> **Document passage**:
+ + + + + + +

Payroll number: Used by your employer to identify you.

Base Pay: Shows what you make before taxes & contributions are taken. Also known as your gross pay.

Tax Period: The tax year runs from April 6th to April 5th of the following year. April 2023 would be tax month 1 and July 2023 would be tax month 4.

Tax Code: Shows how much tax-free pay you should get before tax is deducted. Most people have a tax code 1257L – this means you can earn up to £12,570 before you start paying tax. Please see ‘The Detail 1’ for further explanation of your earnings & tax.

Net Pay: Arguably the most important figure on the payslip, as it tells you the amount you will have credited to your bank account after all deductions.

The Pay Year to Date: Some payslips show how much you’ve been paid in the current financial year (usually shortened to TD or YTD). It may also show the total tax and NI paid.

+ + + + + + +

> **Exercise task**:
From the payslip terms text, write out the part from "Tax Period: The" up to and including "and NI paid.", word for word. The records aren't needed here.

+ + + + + + +

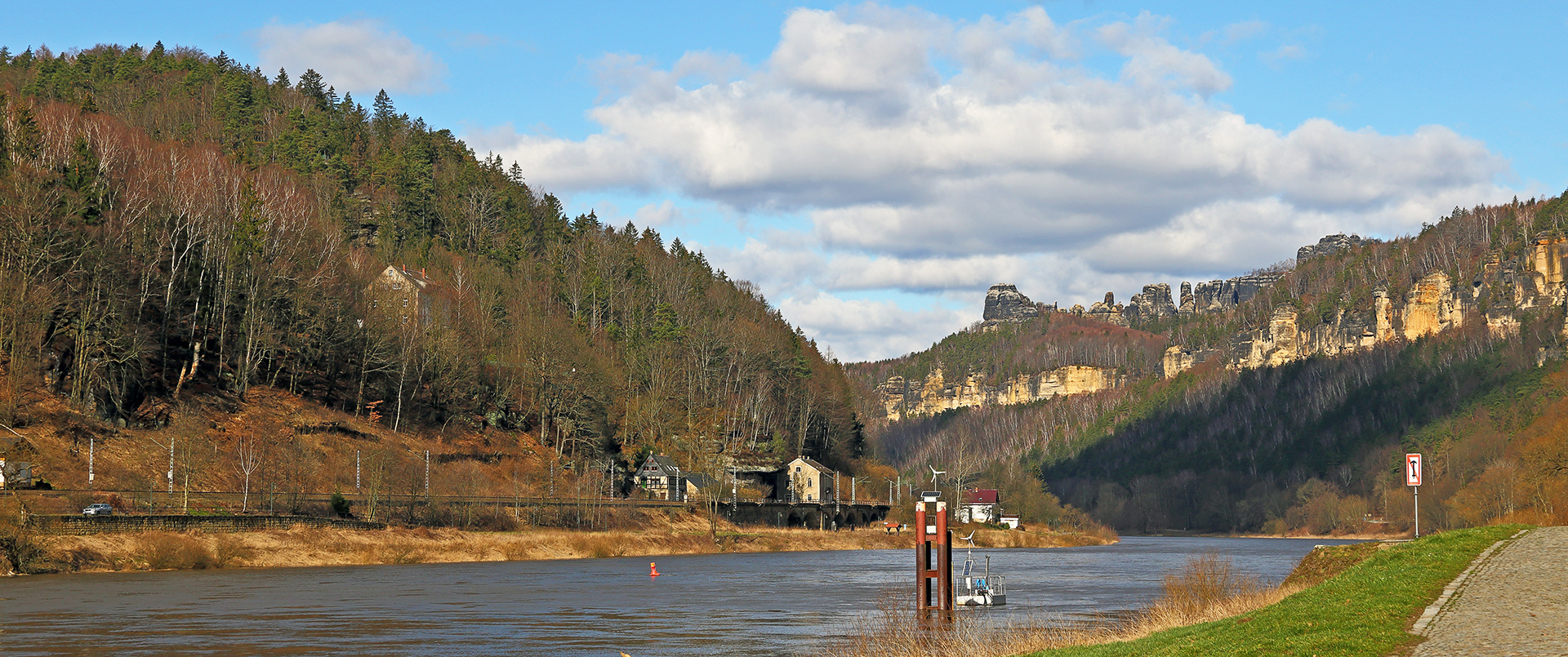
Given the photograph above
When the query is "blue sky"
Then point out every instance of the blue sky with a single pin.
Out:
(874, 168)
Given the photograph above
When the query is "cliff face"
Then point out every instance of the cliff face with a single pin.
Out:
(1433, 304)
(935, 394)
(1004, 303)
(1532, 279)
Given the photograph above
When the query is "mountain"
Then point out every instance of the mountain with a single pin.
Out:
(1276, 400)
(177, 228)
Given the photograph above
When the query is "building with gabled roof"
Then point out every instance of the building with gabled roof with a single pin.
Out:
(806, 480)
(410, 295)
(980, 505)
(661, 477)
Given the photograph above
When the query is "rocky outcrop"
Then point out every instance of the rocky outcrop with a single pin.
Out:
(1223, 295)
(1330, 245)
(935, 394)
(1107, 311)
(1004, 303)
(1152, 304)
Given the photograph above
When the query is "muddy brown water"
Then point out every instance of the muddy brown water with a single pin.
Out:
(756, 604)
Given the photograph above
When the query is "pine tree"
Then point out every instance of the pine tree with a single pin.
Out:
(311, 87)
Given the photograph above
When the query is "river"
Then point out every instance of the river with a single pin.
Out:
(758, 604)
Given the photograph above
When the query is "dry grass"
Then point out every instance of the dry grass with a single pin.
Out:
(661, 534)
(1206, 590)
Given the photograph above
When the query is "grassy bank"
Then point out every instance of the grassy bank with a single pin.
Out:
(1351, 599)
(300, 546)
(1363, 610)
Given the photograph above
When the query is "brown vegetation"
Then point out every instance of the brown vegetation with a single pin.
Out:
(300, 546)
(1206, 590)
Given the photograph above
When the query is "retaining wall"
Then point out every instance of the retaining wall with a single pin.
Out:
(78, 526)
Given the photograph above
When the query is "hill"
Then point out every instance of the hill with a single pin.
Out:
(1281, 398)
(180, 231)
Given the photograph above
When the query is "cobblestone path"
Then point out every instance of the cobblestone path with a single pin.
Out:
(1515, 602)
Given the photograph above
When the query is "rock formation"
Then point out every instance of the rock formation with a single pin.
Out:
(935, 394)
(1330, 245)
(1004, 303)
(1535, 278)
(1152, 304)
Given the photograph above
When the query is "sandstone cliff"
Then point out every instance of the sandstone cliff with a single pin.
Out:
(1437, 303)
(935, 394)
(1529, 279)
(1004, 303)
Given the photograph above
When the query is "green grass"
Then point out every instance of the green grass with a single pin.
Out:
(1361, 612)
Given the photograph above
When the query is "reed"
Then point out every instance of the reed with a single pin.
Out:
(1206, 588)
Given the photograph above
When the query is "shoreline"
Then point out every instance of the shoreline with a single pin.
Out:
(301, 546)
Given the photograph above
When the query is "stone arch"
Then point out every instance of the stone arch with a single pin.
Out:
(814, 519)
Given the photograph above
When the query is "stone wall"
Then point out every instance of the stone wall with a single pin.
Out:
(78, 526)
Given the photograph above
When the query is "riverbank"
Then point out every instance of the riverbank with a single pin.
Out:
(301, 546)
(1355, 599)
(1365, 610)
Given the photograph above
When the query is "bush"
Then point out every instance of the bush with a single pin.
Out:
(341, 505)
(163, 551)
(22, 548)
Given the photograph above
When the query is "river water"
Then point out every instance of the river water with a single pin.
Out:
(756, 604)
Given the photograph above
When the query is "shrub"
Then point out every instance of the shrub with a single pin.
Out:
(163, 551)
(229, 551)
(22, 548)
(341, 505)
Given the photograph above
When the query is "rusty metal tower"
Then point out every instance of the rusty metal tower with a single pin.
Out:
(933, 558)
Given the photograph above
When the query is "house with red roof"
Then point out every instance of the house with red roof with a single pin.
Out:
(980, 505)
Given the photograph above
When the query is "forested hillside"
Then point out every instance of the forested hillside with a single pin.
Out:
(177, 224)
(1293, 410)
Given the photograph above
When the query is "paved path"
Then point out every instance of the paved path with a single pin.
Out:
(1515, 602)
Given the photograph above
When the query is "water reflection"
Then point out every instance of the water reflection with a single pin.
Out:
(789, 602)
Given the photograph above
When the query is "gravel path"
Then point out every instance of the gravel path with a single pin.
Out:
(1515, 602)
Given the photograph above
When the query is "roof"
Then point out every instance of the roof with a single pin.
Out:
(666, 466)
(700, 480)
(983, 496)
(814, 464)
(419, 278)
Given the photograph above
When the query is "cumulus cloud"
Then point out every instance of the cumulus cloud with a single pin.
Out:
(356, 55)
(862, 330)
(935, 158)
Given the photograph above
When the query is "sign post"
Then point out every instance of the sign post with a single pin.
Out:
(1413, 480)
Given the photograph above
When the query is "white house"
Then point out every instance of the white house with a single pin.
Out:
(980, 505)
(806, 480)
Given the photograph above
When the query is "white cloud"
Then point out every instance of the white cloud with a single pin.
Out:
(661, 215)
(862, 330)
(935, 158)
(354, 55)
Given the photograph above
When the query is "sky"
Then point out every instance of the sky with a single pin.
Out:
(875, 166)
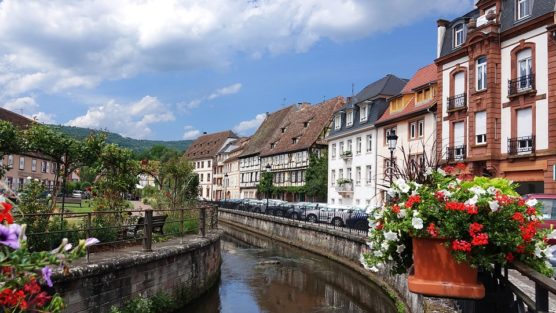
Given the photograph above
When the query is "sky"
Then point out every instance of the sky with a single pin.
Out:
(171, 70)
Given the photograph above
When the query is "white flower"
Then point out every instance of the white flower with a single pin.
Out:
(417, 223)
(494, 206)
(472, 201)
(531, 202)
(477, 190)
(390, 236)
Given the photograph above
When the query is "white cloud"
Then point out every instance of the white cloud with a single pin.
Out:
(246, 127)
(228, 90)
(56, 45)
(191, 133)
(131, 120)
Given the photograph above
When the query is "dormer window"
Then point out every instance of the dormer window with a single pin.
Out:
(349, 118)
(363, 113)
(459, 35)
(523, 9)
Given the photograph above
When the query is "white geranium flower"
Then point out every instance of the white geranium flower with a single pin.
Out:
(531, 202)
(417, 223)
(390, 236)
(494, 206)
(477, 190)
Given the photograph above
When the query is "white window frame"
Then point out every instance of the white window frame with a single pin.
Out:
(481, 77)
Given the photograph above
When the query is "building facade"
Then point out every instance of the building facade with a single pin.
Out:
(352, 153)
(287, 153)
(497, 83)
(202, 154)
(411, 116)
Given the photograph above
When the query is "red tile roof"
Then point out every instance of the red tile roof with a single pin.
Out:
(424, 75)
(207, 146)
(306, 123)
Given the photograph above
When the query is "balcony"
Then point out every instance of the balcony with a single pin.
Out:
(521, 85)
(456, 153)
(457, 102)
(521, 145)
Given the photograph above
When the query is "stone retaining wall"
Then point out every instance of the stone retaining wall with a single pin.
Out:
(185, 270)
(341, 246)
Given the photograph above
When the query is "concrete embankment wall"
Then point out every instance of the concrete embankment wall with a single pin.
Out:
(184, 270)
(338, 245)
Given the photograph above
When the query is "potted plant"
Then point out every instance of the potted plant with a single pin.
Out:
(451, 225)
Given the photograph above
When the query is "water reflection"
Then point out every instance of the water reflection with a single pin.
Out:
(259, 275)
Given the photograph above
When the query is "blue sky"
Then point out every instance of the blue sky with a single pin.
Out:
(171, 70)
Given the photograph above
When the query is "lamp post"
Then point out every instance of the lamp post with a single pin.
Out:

+ + + + + + +

> **Written response**:
Tax Period: The tax year runs from April 6th to April 5th of the following year. April 2023 would be tax month 1 and July 2023 would be tax month 4.

Tax Code: Shows how much tax-free pay you should get before tax is deducted. Most people have a tax code 1257L – this means you can earn up to £12,570 before you start paying tax. Please see ‘The Detail 1’ for further explanation of your earnings & tax.

Net Pay: Arguably the most important figure on the payslip, as it tells you the amount you will have credited to your bank account after all deductions.

The Pay Year to Date: Some payslips show how much you’ve been paid in the current financial year (usually shortened to TD or YTD). It may also show the total tax and NI paid.